→ Description of the task: Transcribe only the lines of the listing below from the one holding "as [[51, 132]]." through the one holding "as [[175, 35]].", inclusive, without any change.

→ Available records:
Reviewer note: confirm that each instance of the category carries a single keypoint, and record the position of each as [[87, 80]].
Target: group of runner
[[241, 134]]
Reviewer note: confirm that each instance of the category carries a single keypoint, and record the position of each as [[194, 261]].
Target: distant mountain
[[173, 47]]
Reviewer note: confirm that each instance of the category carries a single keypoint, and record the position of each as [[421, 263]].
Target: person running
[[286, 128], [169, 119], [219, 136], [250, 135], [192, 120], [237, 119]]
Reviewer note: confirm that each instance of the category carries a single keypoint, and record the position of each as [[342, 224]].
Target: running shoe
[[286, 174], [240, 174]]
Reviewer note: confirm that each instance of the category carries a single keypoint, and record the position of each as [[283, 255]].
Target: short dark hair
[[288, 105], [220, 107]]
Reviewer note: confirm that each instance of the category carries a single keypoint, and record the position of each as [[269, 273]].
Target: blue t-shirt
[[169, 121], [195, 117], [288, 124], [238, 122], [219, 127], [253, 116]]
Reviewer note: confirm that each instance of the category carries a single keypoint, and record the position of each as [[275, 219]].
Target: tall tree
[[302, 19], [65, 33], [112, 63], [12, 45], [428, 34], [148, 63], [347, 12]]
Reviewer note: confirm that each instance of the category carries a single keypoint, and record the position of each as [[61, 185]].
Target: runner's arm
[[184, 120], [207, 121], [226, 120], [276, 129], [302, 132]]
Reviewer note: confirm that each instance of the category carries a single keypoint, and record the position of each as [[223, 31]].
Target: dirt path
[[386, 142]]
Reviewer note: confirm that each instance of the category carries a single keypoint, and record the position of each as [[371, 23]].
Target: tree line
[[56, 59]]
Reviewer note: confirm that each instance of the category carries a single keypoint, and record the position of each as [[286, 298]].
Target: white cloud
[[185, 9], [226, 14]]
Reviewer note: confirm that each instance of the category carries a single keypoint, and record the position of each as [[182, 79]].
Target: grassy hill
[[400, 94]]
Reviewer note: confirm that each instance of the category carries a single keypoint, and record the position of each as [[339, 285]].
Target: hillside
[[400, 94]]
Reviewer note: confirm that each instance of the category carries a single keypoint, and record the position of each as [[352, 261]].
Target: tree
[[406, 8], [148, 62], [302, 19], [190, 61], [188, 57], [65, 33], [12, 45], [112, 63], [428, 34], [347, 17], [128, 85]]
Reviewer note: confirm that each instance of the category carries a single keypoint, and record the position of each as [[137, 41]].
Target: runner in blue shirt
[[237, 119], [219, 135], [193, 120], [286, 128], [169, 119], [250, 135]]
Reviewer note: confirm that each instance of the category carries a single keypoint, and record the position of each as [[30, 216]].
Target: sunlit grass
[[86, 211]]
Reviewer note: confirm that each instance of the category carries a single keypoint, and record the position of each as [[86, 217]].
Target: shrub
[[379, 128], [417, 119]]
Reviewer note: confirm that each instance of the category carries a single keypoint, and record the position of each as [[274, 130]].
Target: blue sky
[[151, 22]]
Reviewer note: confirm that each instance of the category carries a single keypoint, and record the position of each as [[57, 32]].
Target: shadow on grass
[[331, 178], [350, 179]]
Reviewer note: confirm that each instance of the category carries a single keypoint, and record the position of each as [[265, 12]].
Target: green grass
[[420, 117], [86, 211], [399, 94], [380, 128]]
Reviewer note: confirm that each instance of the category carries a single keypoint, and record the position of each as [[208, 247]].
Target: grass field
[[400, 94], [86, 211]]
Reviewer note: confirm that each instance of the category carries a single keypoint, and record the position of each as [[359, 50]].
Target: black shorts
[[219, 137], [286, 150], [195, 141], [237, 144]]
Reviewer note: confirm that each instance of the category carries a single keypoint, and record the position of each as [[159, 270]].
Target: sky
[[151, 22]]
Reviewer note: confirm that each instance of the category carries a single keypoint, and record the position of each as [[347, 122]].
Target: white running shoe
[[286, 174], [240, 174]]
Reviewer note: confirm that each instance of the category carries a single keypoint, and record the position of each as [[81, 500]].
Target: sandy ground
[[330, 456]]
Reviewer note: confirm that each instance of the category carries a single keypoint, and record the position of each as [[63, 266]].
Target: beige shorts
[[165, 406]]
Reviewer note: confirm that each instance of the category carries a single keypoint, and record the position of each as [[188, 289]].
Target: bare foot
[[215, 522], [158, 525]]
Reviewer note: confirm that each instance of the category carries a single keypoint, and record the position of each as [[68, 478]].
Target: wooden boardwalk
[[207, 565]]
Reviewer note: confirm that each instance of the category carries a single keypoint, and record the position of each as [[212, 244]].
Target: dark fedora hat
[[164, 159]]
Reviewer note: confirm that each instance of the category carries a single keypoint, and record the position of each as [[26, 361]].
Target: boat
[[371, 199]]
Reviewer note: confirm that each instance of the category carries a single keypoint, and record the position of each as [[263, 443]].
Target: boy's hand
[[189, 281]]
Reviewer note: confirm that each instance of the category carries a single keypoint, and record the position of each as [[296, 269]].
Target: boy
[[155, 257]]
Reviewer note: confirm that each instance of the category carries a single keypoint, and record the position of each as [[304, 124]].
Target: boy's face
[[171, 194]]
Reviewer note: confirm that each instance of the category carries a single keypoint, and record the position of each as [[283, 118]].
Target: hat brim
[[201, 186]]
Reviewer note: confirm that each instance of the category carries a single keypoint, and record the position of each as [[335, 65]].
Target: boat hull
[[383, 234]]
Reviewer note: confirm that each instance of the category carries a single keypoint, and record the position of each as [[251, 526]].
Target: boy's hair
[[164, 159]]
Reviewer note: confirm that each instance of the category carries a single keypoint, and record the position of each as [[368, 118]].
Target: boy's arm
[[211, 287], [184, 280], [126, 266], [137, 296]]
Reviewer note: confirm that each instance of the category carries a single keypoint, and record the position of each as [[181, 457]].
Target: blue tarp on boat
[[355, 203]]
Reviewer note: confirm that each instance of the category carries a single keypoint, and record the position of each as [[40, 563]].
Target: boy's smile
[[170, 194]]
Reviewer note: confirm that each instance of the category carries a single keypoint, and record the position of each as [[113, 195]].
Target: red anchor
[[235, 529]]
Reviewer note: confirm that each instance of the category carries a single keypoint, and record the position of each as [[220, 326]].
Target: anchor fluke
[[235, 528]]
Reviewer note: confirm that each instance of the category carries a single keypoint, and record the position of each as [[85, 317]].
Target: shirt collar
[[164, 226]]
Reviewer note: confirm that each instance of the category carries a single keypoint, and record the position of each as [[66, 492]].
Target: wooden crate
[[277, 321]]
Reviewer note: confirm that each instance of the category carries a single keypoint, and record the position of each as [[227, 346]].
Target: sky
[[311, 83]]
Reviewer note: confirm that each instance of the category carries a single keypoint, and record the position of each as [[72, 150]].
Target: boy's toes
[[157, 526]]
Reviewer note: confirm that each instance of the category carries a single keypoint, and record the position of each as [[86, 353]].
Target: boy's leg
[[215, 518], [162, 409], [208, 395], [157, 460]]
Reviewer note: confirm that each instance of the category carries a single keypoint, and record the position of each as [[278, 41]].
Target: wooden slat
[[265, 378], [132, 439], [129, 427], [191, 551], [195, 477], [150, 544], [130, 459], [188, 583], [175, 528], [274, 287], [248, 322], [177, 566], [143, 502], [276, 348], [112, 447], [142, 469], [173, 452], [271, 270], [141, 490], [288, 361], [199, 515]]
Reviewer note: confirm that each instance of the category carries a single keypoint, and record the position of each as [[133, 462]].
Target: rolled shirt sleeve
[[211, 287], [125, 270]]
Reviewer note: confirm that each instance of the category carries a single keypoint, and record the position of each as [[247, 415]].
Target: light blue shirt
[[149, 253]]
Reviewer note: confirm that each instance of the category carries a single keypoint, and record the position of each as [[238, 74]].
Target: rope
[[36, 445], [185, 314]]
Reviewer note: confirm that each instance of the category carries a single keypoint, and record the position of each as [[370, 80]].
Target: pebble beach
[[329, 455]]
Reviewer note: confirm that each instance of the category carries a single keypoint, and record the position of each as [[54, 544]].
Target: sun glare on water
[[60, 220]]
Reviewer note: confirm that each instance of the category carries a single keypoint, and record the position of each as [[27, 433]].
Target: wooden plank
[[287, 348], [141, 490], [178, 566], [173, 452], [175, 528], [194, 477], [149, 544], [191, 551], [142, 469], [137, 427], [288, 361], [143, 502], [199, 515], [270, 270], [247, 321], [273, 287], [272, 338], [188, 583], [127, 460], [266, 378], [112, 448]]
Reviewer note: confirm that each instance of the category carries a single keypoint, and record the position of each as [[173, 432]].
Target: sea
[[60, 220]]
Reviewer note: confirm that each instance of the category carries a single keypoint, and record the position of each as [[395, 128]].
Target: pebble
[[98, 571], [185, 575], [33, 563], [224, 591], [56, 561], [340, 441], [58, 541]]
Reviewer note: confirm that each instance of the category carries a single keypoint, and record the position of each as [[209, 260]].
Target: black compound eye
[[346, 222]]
...
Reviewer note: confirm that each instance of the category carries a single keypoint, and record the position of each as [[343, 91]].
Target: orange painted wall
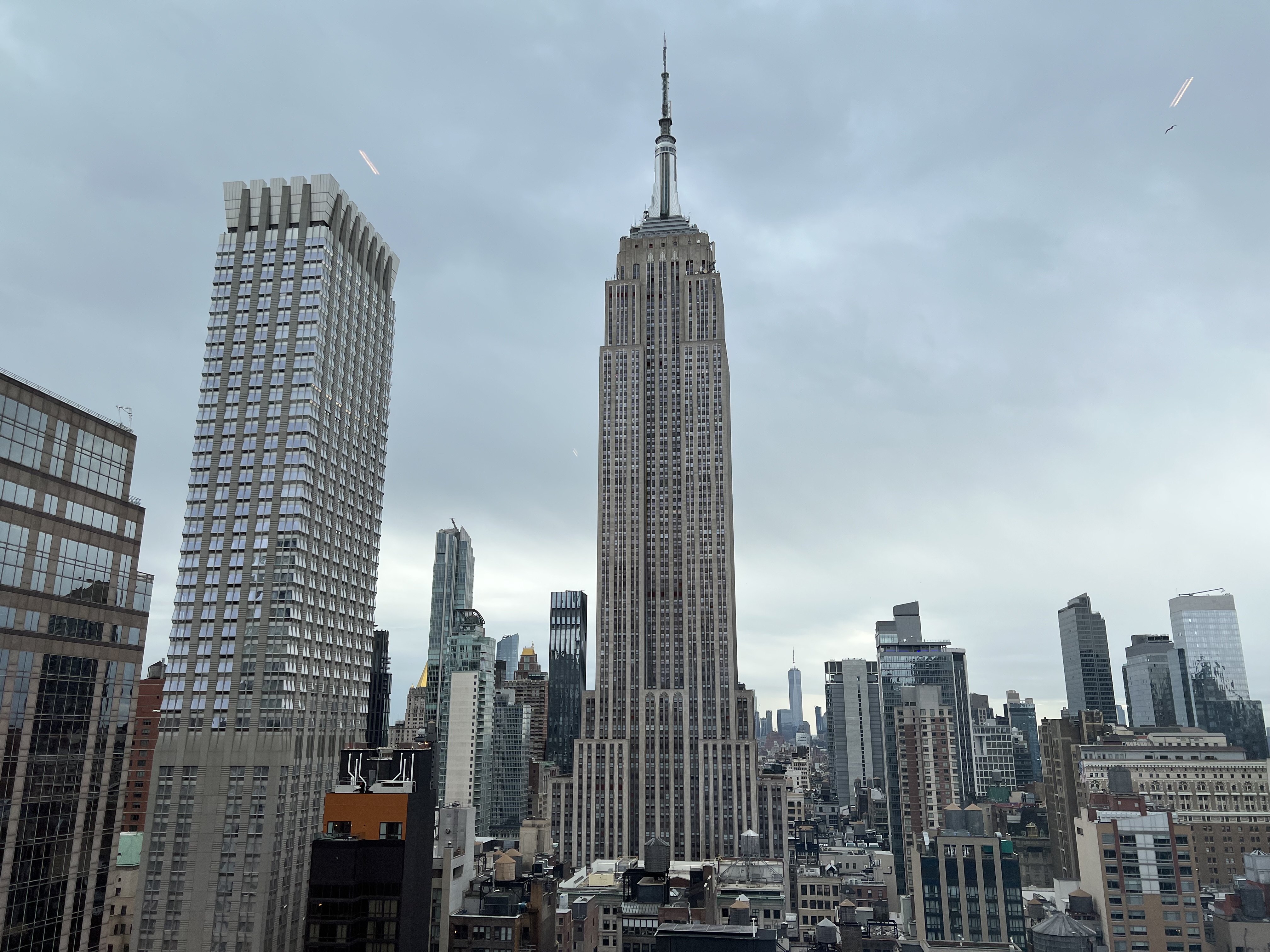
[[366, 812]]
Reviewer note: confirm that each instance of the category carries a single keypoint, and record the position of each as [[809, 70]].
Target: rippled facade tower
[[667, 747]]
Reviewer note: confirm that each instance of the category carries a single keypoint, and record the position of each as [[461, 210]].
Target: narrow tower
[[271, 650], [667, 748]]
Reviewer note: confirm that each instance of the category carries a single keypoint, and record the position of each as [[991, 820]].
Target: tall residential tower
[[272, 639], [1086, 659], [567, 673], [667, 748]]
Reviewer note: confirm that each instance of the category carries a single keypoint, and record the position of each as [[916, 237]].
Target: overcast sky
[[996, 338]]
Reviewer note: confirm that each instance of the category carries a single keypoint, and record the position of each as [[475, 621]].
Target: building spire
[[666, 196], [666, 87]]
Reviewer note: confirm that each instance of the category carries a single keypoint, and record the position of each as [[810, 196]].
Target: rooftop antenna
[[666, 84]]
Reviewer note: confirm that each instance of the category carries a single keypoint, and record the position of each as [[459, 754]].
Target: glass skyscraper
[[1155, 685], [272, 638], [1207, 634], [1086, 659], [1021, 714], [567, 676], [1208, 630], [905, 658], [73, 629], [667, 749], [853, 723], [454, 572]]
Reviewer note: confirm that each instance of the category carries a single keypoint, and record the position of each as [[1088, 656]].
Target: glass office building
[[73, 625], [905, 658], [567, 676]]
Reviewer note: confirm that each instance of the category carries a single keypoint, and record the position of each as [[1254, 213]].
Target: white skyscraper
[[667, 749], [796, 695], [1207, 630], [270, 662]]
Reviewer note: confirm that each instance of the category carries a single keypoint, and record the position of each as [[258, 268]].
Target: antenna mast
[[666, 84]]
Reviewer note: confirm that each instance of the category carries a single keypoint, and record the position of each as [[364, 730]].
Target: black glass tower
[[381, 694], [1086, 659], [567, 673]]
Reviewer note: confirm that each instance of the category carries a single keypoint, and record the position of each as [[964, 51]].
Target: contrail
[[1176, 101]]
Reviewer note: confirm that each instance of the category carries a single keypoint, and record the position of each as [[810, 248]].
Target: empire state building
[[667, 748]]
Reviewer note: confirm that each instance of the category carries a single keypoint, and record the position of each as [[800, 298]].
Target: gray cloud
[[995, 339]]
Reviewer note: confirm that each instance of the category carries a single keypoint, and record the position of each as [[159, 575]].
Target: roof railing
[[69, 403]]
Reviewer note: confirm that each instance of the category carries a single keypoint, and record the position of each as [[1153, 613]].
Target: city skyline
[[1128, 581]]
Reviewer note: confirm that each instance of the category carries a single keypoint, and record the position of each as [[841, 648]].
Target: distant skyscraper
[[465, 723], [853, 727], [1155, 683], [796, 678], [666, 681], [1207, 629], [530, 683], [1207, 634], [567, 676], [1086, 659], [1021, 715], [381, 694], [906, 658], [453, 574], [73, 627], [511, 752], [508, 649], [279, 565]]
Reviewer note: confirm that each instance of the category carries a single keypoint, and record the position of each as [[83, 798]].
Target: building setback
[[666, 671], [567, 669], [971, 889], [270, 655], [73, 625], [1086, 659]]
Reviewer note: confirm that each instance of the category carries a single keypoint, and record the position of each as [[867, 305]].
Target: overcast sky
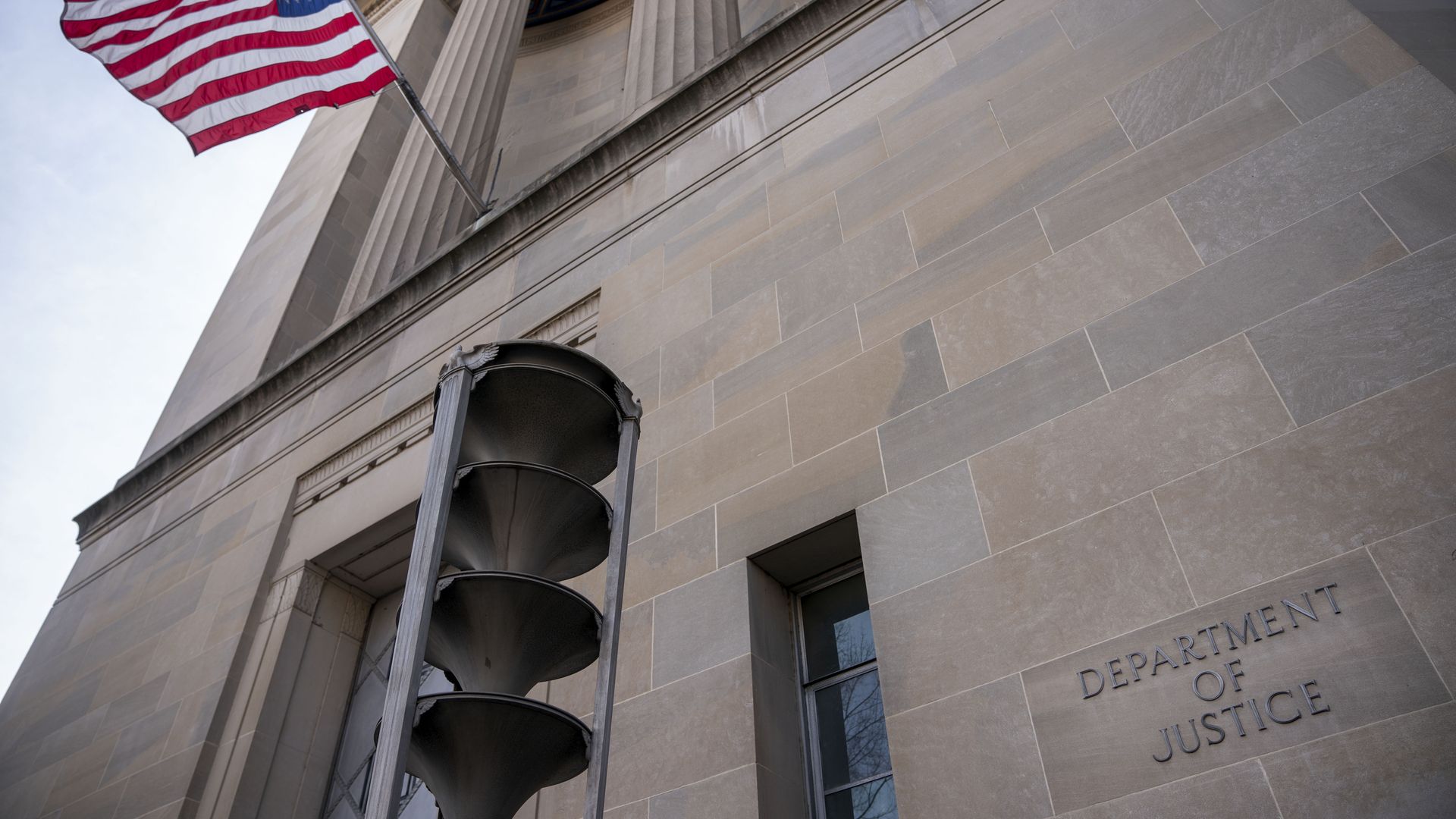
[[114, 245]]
--
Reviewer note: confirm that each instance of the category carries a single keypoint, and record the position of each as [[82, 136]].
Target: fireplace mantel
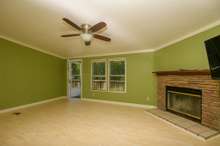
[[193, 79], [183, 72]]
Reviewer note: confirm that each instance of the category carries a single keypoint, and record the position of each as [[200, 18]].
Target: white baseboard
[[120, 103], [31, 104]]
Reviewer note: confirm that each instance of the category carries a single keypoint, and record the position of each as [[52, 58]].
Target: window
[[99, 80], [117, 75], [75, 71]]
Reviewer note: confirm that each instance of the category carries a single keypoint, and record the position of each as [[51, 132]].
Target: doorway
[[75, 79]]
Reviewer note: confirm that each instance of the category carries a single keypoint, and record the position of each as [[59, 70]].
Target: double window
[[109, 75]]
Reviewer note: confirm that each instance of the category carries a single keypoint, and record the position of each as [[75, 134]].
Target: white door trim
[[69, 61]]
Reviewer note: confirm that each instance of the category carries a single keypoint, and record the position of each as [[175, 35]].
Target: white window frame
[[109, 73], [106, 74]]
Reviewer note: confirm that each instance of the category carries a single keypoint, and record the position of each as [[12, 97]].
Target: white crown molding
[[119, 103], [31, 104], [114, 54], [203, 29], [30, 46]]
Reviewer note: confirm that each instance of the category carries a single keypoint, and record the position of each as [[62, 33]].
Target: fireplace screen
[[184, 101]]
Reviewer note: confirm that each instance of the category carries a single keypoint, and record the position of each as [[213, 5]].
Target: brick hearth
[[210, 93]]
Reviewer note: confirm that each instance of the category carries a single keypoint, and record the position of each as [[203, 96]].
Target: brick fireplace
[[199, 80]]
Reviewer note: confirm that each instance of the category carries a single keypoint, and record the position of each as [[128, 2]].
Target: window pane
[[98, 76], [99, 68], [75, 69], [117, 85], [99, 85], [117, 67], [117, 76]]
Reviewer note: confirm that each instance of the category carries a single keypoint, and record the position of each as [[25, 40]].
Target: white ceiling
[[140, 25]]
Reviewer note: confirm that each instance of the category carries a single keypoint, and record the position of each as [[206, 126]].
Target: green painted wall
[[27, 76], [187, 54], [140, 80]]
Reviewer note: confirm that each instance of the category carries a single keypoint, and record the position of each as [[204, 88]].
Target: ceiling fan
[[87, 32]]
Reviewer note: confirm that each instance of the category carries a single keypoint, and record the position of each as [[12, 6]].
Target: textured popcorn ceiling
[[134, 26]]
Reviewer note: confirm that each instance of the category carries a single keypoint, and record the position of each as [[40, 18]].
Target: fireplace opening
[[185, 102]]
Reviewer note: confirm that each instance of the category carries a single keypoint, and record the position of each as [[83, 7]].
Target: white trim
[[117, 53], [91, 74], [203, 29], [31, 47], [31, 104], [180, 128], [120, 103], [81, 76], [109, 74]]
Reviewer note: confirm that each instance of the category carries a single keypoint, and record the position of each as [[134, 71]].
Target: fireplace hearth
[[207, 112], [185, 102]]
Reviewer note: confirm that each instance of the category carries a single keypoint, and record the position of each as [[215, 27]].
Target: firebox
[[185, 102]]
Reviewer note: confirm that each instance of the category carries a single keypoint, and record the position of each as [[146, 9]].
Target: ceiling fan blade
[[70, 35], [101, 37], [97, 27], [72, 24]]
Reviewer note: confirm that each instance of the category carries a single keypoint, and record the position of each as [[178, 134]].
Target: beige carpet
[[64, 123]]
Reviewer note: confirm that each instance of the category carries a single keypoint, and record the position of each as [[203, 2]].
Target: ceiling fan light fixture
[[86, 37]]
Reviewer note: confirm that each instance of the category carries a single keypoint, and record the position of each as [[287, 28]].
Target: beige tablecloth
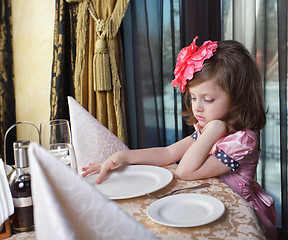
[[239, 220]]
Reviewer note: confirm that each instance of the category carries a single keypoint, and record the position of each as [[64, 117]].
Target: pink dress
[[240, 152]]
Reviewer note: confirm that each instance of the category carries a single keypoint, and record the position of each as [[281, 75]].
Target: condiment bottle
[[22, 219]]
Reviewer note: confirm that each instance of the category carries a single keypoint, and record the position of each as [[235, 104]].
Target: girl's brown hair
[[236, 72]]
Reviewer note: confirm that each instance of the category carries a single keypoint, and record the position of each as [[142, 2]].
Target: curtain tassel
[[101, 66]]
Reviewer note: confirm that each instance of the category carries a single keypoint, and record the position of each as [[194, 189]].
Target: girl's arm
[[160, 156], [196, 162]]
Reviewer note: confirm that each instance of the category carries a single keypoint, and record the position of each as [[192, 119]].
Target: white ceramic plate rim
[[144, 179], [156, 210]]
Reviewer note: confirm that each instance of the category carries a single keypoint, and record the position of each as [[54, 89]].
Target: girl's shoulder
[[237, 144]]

→ Exercise response:
Reviewer note: confirm that each instance of the category carries a single keypoint, and record the position of each as [[51, 132]].
Target: doorway
[[75, 79]]
Reviewer note: confirm that each instance of the category carries a single keypoint, and record the position of each as [[59, 70]].
Target: double window
[[109, 75]]
Reviewer note: confirm that each instance of the category carries a single keypoint, and record the position of each as [[75, 134]].
Target: white door trim
[[69, 61]]
Reviewer note: confirm that each instance of the category carries a single keypoint, and record the position of each as [[175, 35]].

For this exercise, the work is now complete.